DATA FOR THIS EXERCISE
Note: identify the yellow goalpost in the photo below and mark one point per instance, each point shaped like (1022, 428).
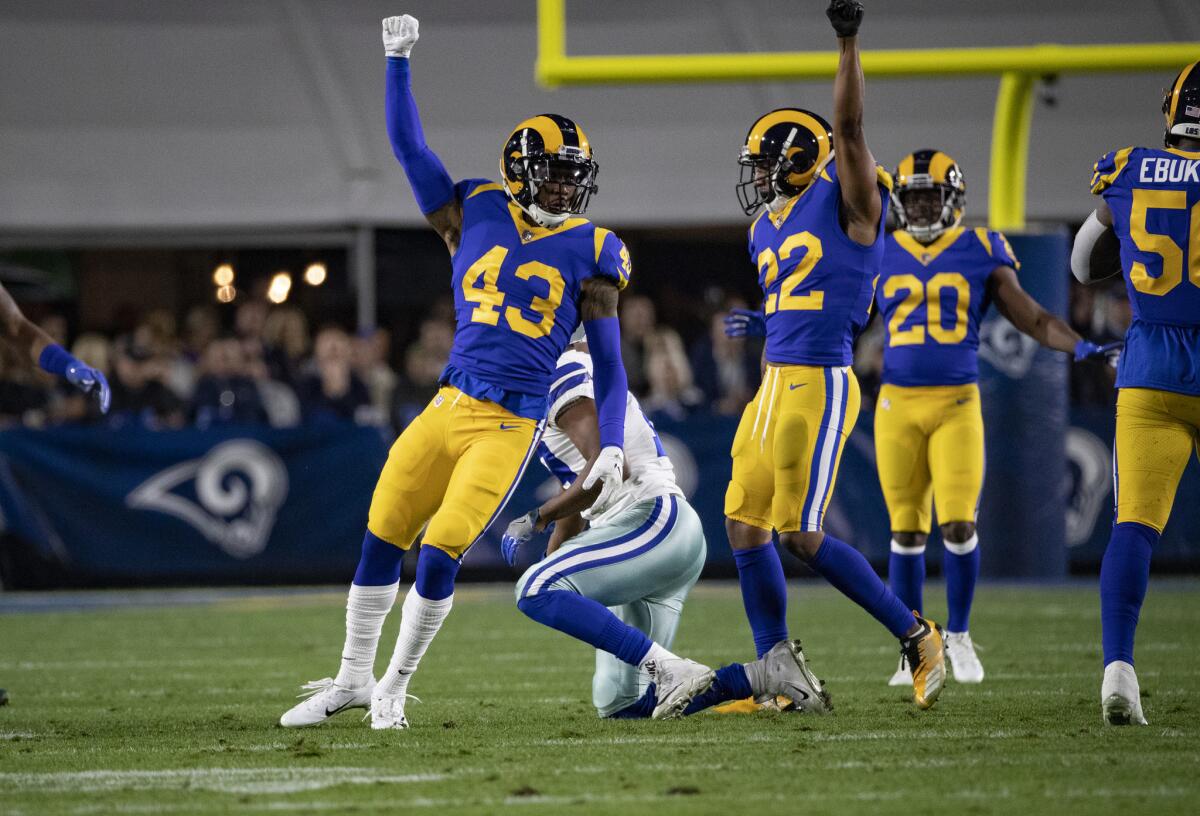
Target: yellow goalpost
(1018, 67)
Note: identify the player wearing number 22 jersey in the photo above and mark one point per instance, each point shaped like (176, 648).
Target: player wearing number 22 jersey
(527, 270)
(817, 245)
(936, 282)
(1149, 228)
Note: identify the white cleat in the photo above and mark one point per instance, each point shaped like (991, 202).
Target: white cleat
(960, 654)
(790, 677)
(323, 700)
(677, 681)
(388, 712)
(903, 676)
(1120, 695)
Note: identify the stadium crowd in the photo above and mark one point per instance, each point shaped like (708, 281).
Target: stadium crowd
(274, 366)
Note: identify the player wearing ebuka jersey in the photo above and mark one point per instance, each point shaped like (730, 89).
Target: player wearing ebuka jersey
(817, 246)
(619, 583)
(1147, 226)
(936, 283)
(526, 271)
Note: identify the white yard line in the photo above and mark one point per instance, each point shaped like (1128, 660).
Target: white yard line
(221, 780)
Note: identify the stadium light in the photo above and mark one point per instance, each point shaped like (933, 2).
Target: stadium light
(222, 275)
(316, 274)
(280, 288)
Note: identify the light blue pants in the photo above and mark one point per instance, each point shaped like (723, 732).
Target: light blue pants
(645, 586)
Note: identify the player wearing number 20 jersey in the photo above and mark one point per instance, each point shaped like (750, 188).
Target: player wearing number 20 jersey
(1149, 227)
(527, 270)
(936, 283)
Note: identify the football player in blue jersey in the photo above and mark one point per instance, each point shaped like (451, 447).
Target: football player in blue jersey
(617, 580)
(935, 286)
(817, 245)
(527, 270)
(49, 357)
(1147, 226)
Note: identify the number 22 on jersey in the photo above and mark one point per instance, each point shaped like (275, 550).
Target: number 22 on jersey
(489, 299)
(786, 298)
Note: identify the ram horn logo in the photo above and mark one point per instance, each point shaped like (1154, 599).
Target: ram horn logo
(239, 487)
(1006, 348)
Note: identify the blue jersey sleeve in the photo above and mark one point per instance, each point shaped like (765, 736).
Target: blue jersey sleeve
(1001, 251)
(612, 258)
(467, 187)
(1108, 168)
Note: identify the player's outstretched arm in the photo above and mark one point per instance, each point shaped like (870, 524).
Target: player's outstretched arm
(581, 425)
(1096, 253)
(861, 198)
(579, 421)
(598, 309)
(47, 354)
(431, 184)
(1027, 315)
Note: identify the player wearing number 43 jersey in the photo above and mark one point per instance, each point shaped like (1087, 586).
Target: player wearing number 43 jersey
(817, 245)
(526, 271)
(936, 283)
(1147, 227)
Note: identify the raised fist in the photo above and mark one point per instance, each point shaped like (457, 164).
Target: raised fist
(846, 16)
(400, 35)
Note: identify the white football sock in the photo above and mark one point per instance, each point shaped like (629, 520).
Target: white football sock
(657, 654)
(365, 611)
(420, 621)
(964, 549)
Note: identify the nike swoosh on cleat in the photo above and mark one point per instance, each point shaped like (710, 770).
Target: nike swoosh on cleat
(340, 708)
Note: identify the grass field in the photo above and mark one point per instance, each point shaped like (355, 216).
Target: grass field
(173, 709)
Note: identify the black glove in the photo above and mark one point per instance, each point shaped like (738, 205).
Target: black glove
(846, 16)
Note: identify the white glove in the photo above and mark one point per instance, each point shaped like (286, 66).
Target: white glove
(400, 35)
(609, 469)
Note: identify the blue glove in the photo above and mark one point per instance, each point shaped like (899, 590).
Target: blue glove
(517, 533)
(1089, 351)
(57, 360)
(745, 323)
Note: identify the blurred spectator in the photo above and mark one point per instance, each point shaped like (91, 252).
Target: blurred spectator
(201, 328)
(23, 397)
(333, 390)
(726, 369)
(55, 325)
(141, 395)
(225, 394)
(671, 389)
(637, 323)
(250, 319)
(424, 361)
(370, 357)
(286, 343)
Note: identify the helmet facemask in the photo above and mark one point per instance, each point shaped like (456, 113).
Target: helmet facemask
(553, 187)
(1181, 107)
(925, 209)
(780, 157)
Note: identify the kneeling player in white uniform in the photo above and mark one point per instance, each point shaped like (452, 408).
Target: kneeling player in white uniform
(640, 557)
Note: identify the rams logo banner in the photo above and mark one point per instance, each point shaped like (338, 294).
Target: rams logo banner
(235, 491)
(131, 505)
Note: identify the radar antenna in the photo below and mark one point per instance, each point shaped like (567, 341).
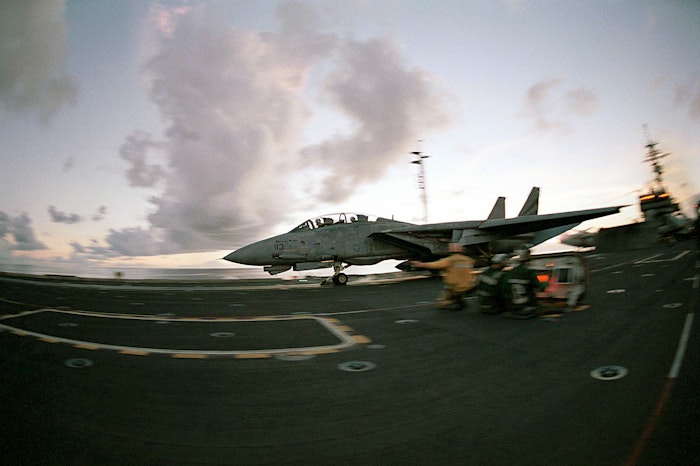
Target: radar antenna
(421, 180)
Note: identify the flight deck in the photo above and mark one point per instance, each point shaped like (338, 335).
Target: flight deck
(120, 372)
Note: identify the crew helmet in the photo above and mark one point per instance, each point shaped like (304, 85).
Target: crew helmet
(499, 258)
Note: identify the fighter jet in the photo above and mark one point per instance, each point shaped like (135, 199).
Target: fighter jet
(344, 239)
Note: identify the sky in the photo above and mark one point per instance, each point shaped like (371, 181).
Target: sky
(168, 133)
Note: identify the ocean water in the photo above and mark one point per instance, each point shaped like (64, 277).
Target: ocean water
(139, 273)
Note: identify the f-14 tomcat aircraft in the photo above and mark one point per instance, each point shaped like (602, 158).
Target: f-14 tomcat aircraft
(337, 240)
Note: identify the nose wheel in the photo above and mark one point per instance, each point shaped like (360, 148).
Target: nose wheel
(340, 279)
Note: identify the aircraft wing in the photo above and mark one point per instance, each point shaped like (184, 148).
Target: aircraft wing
(421, 238)
(532, 223)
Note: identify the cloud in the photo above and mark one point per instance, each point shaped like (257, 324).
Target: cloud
(135, 150)
(17, 233)
(549, 105)
(689, 95)
(237, 103)
(62, 217)
(388, 103)
(99, 215)
(34, 35)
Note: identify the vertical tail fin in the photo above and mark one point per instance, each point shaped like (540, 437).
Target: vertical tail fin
(531, 204)
(499, 209)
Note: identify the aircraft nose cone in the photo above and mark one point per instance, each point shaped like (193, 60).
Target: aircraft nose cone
(248, 255)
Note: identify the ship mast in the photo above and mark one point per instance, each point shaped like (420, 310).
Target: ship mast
(421, 181)
(654, 157)
(657, 202)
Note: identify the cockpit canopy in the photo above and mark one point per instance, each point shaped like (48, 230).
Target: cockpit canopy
(333, 219)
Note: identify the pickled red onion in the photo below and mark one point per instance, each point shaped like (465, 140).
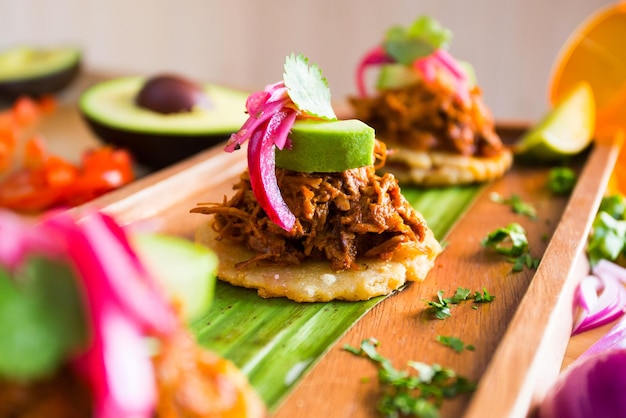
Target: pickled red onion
(121, 299)
(376, 56)
(600, 297)
(271, 116)
(427, 67)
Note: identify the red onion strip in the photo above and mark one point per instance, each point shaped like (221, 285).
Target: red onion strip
(601, 297)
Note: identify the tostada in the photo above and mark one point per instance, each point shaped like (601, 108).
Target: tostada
(429, 110)
(310, 218)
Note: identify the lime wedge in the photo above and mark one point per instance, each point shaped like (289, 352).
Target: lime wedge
(564, 131)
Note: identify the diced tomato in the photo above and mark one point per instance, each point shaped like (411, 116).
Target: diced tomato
(35, 153)
(26, 191)
(44, 181)
(8, 142)
(47, 104)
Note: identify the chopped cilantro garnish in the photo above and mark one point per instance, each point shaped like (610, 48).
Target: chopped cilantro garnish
(561, 180)
(483, 297)
(607, 238)
(407, 394)
(454, 343)
(516, 203)
(440, 308)
(524, 260)
(614, 205)
(510, 240)
(307, 88)
(421, 39)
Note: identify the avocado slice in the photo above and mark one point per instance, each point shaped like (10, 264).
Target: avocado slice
(156, 139)
(185, 270)
(394, 76)
(327, 146)
(36, 72)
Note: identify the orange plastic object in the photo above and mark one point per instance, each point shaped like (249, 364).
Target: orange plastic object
(596, 52)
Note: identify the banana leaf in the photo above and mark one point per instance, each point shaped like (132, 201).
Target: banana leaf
(276, 341)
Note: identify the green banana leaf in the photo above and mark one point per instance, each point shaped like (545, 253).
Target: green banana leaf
(276, 341)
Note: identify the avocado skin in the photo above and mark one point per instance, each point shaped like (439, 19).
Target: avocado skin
(155, 151)
(158, 142)
(42, 85)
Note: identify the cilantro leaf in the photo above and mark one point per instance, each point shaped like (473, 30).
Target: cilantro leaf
(510, 240)
(483, 297)
(421, 39)
(307, 88)
(607, 238)
(517, 204)
(440, 308)
(406, 394)
(561, 180)
(614, 205)
(453, 342)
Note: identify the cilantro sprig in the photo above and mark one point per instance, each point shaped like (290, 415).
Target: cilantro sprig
(511, 241)
(607, 239)
(454, 343)
(516, 203)
(307, 87)
(419, 391)
(440, 308)
(418, 40)
(561, 180)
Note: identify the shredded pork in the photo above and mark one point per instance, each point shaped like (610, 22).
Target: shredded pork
(428, 116)
(339, 217)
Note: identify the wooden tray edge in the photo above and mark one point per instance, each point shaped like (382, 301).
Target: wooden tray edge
(527, 361)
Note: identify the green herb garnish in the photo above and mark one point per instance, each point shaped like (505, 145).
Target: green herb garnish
(483, 297)
(524, 260)
(607, 237)
(421, 39)
(516, 203)
(440, 308)
(454, 343)
(420, 394)
(561, 180)
(307, 88)
(510, 240)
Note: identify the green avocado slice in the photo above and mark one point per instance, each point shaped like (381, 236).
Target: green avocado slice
(26, 70)
(185, 270)
(328, 146)
(112, 103)
(394, 76)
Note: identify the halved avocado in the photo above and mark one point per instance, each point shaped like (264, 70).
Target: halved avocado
(157, 139)
(37, 71)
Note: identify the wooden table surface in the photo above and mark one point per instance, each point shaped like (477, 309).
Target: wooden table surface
(67, 135)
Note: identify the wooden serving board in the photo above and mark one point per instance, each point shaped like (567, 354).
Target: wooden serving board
(521, 338)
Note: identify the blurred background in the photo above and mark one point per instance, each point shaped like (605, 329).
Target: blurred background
(243, 43)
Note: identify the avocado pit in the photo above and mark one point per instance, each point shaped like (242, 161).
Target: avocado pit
(169, 93)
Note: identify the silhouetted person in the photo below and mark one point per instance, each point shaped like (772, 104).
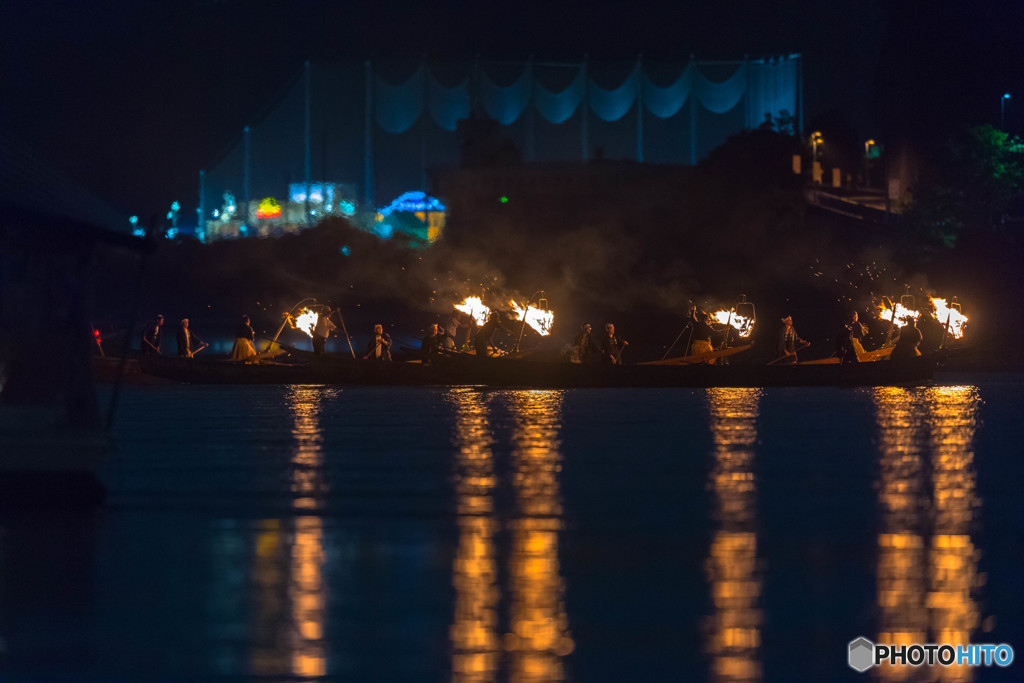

WORK TASK
Counting both ends, reproduce word for word the lines from the line with "Target: wooden serving board" to the final line of the listing above, skipping every picture.

TASK OUTPUT
Target: wooden serving board
(521, 338)
Note: identify the blurred background in the photo above and mark one point per instance, each point shaped like (605, 329).
Target: blurred background
(243, 43)
Note: identify the avocado pit in the photo above and mark one point per instance, each point shaped like (242, 161).
Target: avocado pit
(169, 93)
Note: identify the silhouetted person in the photo below and mark one point per instance, each point shaped like (772, 104).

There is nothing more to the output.